--- begin Provided passage ---
Your simple little argument is no different than what LYFT and UBER has tried to use in every single lawsuit and arbitration they have paid out millions for. 

One thing is for sure. Change seldom happens where no one raises issues.


----------



## Demon (Dec 6, 2014)

JustTreatMeFair said:


> Your simple little argument is no different than what LYFT and UBER has tried to use in every single lawsuit and arbitration they have paid out millions for.
> 
> One thing is for sure. Change seldom happens where no one raises issues.


You're saying that you actively want to change ADA so that the disabled can't leave the house and have no right to be out in society? That's the change you're hoping to enact?


----------



## JustTreatMeFair (Nov 28, 2017)

Nope. Not at All. In regards to Rideshare I believe there should be a class of drivers that willingly desire to and are given the bulk of service animal trips in exactly the same manner that Cab Companies and Bus Companies provide their "Reasonable Accomodations"

Lyft should get out of the business of policing drivers compliance if they believe that they have no responsibility themselves.


----------



## Demon (Dec 6, 2014)

JustTreatMeFair said:


> Nope. Not at All. In regards to Rideshare I believe there should be a class of drivers that willingly desire to and are given the bulk of service animal trips in exactly the same manner that Cab Companies and Bus Companies provide their "Reasonable Accomodations"
> 
> Lyft should get out of the business of policing drivers compliance if they believe that they have no responsibility themselves.


That would be a clear violation of peoples' rights. Again, the change you're bringing about is to try to hurt the most vulnerable people in society.


----------



## JustTreatMeFair (Nov 28, 2017)

Demon said:


> That would be a clear violation of peoples' rights. Again, the change you're bringing about is to try to hurt the most vulnerable people in society.


LMAO.

No. It would NOT be a violation for them to wait a few extra minutes for a ride any more than it is a violation of a disabled people's rights to have to wait for a Paratransit vehicle to take them to a bus stop or from a bus stop to their home. Both UBER and LYFT already work on and provide alternative ways to transport some of the disabled.

On a side note, I would be willing to bet that your (and others) constant reference to the disabled as "the most vulnerable people in society" would be found extremely insulting by many with disabilities.


----------



## Demon (Dec 6, 2014)

JustTreatMeFair said:


> LMAO.
> 
> No. It would NOT be a violation for them to wait a few extra minutes for a ride any more than it is a violation of a disabled people's rights to have to wait for a Paratransit vehicle to take them to a bus stop or from a bus stop to their home. Both UBER and LYFT already work on and provide alternative ways to transport some of the disabled.
--- end Provided passage ---
--- begin Supplied data ---
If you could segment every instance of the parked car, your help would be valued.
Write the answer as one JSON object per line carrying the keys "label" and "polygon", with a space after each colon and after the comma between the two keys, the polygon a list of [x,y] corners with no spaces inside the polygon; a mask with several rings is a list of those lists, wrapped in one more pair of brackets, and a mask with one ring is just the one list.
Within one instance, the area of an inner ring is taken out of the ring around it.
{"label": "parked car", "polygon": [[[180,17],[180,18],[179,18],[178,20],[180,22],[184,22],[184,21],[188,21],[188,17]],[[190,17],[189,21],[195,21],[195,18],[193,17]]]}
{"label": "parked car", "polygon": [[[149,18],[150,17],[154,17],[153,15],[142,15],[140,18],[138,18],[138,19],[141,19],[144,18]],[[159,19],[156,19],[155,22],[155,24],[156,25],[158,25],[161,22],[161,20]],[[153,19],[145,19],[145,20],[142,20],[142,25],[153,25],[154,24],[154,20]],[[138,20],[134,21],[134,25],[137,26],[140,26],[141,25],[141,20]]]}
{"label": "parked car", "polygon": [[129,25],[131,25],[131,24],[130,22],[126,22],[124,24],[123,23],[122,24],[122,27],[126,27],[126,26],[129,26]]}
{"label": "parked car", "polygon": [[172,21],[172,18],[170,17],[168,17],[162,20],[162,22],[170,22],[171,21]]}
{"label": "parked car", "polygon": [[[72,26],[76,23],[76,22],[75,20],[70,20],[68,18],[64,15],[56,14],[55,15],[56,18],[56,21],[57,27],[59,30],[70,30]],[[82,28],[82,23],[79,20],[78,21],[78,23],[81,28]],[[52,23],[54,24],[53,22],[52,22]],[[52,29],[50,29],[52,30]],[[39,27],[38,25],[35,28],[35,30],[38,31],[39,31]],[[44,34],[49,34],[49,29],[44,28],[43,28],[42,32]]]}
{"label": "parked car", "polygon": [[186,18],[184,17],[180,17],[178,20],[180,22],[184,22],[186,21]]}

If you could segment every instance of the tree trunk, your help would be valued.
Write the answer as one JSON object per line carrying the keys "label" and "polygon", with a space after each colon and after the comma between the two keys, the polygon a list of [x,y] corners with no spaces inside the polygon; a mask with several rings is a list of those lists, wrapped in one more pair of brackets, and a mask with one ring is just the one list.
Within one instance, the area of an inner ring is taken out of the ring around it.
--- end Supplied data ---
--- begin Supplied data ---
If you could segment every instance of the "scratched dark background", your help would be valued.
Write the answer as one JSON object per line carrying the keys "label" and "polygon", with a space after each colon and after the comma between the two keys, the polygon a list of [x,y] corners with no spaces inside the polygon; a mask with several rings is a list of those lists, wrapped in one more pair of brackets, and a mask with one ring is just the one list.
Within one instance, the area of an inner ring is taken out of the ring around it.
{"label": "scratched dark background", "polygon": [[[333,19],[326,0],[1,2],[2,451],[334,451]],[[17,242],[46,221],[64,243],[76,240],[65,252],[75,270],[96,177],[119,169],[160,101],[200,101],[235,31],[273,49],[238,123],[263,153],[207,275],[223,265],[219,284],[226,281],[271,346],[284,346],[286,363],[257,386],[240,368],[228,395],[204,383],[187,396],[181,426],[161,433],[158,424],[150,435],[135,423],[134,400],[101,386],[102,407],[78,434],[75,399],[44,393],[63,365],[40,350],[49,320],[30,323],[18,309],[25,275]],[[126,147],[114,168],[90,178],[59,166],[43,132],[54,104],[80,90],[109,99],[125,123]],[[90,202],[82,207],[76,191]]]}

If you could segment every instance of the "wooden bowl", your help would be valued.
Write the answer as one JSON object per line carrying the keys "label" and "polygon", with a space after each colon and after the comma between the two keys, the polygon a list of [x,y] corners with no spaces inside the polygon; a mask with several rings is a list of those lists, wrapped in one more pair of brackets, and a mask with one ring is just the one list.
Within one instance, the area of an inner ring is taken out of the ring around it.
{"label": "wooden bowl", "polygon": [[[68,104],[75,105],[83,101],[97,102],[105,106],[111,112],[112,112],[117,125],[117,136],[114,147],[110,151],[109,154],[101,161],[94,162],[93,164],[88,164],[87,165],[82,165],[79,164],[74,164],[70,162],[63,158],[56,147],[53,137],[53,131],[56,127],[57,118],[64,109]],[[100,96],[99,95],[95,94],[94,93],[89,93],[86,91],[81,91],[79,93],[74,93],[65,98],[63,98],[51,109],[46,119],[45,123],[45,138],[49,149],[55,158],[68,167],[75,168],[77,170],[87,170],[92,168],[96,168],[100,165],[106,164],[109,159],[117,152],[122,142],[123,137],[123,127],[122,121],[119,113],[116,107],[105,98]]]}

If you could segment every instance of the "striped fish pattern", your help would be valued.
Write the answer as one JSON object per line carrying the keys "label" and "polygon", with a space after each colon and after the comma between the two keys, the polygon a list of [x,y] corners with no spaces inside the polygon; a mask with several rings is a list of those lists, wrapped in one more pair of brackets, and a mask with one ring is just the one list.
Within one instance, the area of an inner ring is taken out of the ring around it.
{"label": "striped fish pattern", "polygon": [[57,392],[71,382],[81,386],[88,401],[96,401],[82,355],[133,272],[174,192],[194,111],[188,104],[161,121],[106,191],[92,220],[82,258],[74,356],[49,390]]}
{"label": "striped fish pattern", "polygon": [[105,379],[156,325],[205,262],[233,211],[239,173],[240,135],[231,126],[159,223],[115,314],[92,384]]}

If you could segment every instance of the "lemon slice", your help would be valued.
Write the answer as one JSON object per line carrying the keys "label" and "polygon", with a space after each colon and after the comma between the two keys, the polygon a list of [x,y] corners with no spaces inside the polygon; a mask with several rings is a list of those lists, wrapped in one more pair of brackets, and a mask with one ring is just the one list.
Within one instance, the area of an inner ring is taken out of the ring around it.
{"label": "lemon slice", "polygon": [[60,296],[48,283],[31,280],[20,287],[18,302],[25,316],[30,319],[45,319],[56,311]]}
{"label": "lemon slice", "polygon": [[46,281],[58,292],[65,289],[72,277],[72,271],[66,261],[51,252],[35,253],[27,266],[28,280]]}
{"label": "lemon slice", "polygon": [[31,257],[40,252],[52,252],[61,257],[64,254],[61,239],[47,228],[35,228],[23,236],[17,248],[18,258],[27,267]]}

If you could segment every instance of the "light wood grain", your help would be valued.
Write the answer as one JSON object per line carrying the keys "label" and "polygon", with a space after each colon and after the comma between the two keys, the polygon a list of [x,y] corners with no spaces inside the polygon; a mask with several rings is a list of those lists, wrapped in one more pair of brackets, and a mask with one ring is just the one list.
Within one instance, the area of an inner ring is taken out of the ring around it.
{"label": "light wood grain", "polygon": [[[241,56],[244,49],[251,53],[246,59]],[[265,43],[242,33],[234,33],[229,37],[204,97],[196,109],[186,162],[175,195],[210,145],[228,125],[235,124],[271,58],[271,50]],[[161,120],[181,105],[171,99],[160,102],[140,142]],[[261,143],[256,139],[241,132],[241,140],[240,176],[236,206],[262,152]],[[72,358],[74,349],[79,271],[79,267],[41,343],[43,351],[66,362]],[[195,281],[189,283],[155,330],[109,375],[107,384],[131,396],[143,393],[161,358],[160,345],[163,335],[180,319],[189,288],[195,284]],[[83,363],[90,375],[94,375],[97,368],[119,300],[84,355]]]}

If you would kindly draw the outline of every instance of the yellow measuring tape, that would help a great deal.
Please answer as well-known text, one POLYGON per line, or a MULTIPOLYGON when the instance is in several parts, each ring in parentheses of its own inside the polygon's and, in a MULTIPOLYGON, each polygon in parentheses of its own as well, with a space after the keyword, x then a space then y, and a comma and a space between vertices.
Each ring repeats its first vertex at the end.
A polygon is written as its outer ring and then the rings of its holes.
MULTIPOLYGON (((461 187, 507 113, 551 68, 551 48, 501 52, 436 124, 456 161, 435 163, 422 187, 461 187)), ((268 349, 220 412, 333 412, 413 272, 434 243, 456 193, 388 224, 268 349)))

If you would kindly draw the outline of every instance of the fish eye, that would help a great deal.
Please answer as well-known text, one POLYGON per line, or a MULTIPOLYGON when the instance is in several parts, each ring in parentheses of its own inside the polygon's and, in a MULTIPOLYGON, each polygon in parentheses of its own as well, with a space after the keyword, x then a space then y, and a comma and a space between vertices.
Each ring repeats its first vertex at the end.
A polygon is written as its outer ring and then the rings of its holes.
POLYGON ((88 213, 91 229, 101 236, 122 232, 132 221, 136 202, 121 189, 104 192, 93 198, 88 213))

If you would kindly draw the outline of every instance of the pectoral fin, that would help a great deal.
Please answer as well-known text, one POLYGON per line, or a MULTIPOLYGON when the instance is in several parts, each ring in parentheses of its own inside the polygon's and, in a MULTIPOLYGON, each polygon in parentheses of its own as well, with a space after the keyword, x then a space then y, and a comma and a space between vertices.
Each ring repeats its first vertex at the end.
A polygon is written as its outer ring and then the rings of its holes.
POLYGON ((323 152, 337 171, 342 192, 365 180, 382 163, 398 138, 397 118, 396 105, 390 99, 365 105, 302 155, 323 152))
--- end Supplied data ---
> _Problem set_:
- 1) Translate this sentence from the rideshare forum thread into Spanish: "Change seldom happens where no one raises issues."
- 2) Name every kind of transportation service the rideshare forum thread mentions, leaving out individual company names.
- 3) From the rideshare forum thread, extract everything from "You're saying that" down to "hoping to enact?".

> _Solutions to the problems_:
- 1) El cambio rara vez ocurre donde nadie plantea problemas.

- 2)
Rideshare
Cab companies
Bus companies
Paratransit

- 3)
You're saying that you actively want to change ADA so that the disabled can't leave the house and have no right to be out in society? That's the change you're hoping to enact?